*PROBLEM REQUIREMENTS*. Nothing in the records may change. Print them all again.

*RECORD EXCERPTS*.

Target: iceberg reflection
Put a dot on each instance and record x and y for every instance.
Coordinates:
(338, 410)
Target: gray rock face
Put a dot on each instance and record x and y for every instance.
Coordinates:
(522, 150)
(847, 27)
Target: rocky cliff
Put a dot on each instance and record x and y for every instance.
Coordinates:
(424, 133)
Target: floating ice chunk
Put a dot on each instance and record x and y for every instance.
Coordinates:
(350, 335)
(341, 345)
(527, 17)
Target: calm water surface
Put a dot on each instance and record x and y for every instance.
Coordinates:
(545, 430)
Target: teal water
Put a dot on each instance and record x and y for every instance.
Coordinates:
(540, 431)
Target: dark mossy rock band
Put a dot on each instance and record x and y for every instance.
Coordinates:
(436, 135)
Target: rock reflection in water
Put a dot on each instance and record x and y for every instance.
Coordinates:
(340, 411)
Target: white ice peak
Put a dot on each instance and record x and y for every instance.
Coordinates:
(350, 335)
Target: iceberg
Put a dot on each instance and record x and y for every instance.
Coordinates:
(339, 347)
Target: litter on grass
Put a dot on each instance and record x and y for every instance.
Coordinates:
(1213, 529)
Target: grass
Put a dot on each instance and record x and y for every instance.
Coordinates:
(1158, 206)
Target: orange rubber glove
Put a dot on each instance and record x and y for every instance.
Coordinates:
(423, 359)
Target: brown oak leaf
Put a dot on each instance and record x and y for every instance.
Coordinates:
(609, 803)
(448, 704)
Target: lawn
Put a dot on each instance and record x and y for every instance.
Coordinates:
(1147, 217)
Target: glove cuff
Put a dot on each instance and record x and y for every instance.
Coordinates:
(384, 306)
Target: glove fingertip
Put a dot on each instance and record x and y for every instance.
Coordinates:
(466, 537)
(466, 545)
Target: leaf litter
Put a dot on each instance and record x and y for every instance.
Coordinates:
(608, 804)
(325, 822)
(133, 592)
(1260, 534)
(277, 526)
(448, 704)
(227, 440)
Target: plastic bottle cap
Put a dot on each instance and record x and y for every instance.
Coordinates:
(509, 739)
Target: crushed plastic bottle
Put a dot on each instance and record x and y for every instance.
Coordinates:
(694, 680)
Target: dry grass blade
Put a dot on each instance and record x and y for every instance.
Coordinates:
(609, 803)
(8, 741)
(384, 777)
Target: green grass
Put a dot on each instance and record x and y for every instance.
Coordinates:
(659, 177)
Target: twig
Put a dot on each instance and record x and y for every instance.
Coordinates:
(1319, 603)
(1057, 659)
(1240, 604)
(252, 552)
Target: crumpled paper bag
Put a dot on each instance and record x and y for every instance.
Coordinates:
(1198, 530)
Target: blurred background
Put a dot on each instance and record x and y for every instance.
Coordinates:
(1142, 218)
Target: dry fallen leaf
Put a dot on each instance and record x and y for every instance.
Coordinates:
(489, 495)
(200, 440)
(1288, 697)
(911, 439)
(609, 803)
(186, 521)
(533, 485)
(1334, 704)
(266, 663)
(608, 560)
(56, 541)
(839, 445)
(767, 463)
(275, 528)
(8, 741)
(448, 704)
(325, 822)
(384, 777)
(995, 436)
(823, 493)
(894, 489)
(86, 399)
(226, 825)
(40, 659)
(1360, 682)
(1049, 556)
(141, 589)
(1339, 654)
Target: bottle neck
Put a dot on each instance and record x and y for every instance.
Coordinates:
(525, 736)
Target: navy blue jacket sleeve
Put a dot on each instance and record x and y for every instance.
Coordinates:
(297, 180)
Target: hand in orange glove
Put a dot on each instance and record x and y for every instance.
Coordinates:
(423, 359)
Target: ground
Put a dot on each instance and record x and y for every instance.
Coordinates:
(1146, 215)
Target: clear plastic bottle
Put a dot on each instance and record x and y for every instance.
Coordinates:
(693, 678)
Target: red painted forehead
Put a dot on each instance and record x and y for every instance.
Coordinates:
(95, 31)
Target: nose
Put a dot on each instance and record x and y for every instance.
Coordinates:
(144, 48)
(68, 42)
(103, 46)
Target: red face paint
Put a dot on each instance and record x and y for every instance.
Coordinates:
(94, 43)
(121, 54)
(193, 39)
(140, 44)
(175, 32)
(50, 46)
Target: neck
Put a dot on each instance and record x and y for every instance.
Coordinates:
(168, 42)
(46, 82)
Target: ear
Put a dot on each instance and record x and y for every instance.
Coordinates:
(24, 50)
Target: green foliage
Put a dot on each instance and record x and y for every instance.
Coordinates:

*FINAL ANSWER*.
Target: iceberg reflection
Put a dot on each instance and record x and y for every instance.
Coordinates:
(338, 410)
Target: gray rock face
Put a dot on each instance and record x and y for every instance.
Coordinates:
(522, 150)
(847, 27)
Target: rocky cliff
Put a dot on each instance and record x and y for every instance.
Coordinates:
(424, 133)
Target: floating ice chunk
Put a dot on each instance and record x and y for every instance.
Coordinates:
(350, 335)
(341, 345)
(527, 17)
Target: calm water surface
Put a dot on each instance and record x and y for every instance.
Coordinates:
(545, 430)
Target: teal water
Put a dot on each instance and record x and y for every instance.
Coordinates:
(540, 431)
Target: dark mossy rock band
Put a dot on each instance and record x and y for every instance.
Coordinates:
(436, 135)
Target: rock reflection in water
Put a dot on each instance and record x and y for every instance.
Coordinates:
(340, 411)
Target: white ice peak
Put a dot on each instance and record x and y for every instance.
Coordinates:
(350, 335)
Target: iceberg
Put a dot on each instance and record x and y for every instance.
Coordinates:
(339, 347)
Target: litter on grass
Put a dot on each instance and record x and y for every instance.
Coordinates:
(1213, 529)
Target: grass
Put a dot on each instance and record x and y for every instance.
Coordinates:
(1158, 206)
Target: orange rubber glove
Put a dot on each instance and record x and y for every instance.
Coordinates:
(423, 359)
Target: brown oak leaf
Put a dot on each instance and record x and y for every instance.
Coordinates:
(609, 803)
(448, 704)
Target: lawn
Put a dot on each instance and record x and y for every instance.
Coordinates:
(1147, 217)
Target: glove cuff
Put a dot on each instance and record x and y for every instance.
Coordinates:
(384, 306)
Target: glove fingertip
Put a dot on each instance and record x and y for every instance.
Coordinates:
(466, 537)
(466, 545)
Target: leaf litter
Put a dot on each instance and record x and y for every instance.
Coordinates:
(608, 804)
(325, 822)
(133, 592)
(1260, 534)
(277, 526)
(448, 704)
(227, 440)
Target: plastic bottle cap
Put a dot on each instance and record x and y for every instance.
Coordinates:
(509, 739)
Target: crushed plastic bottle
Put a dot on each instance and record x and y for every instance.
Coordinates:
(694, 680)
Target: dry grass blade
Put a dot on each instance and record x and y for every instance.
Coordinates:
(609, 803)
(8, 741)
(384, 777)
Target: green grass
Put a dot on each instance and record x and y for every instance.
Coordinates:
(659, 177)
Target: twig
Put a dot on each instance and record x and y for every instance.
Coordinates:
(1319, 603)
(1057, 659)
(1240, 604)
(252, 552)
Target: crumpled paper bag
Put a dot on each instance and record x and y for every instance.
Coordinates:
(1198, 530)
Target: blurred background
Put a dot on each instance and record x and y for every instance.
Coordinates:
(1142, 218)
Target: dry fallen leaf
Put a dot on each instance and record x and y for every instance.
Coordinates:
(489, 495)
(200, 440)
(1288, 697)
(911, 439)
(609, 803)
(186, 521)
(533, 485)
(1334, 704)
(266, 663)
(608, 560)
(56, 541)
(839, 445)
(767, 463)
(275, 528)
(8, 741)
(448, 704)
(325, 822)
(384, 777)
(995, 436)
(823, 493)
(894, 489)
(86, 399)
(226, 825)
(40, 659)
(1360, 682)
(1049, 556)
(141, 589)
(1339, 654)
Target: bottle neck
Put a dot on each instance and record x and y for every instance.
Coordinates:
(525, 736)
Target: navy blue jacket sleeve
Put a dot on each instance and record x and y for every instance.
Coordinates:
(297, 180)
Target: hand in orange glove
Put a dot on each instance and record x and y for every instance.
Coordinates:
(423, 359)
Target: ground
Put a dot on each instance and record x and y for every instance.
Coordinates:
(1146, 215)
Target: clear plastic bottle
Put a dot on each instance and record x and y for every instance.
Coordinates:
(693, 678)
Target: red painted forehead
Put a dot on each instance and record x and y for every instance.
Coordinates:
(95, 31)
Target: nose
Put a dot on each instance and record x and y for every instance.
Coordinates:
(144, 48)
(68, 42)
(103, 46)
Target: red face paint
Put a dot on each instance and record x and y for every instance.
Coordinates:
(94, 43)
(121, 54)
(193, 39)
(140, 44)
(175, 32)
(50, 46)
Target: neck
Put a dot on each instance and record x and y for every instance.
Coordinates:
(168, 42)
(46, 82)
Target: ear
Put a dot on each instance and record x and y for every instance.
Coordinates:
(24, 50)
Target: green foliage
Put a dot on each instance and record x and y for every instance.
Coordinates:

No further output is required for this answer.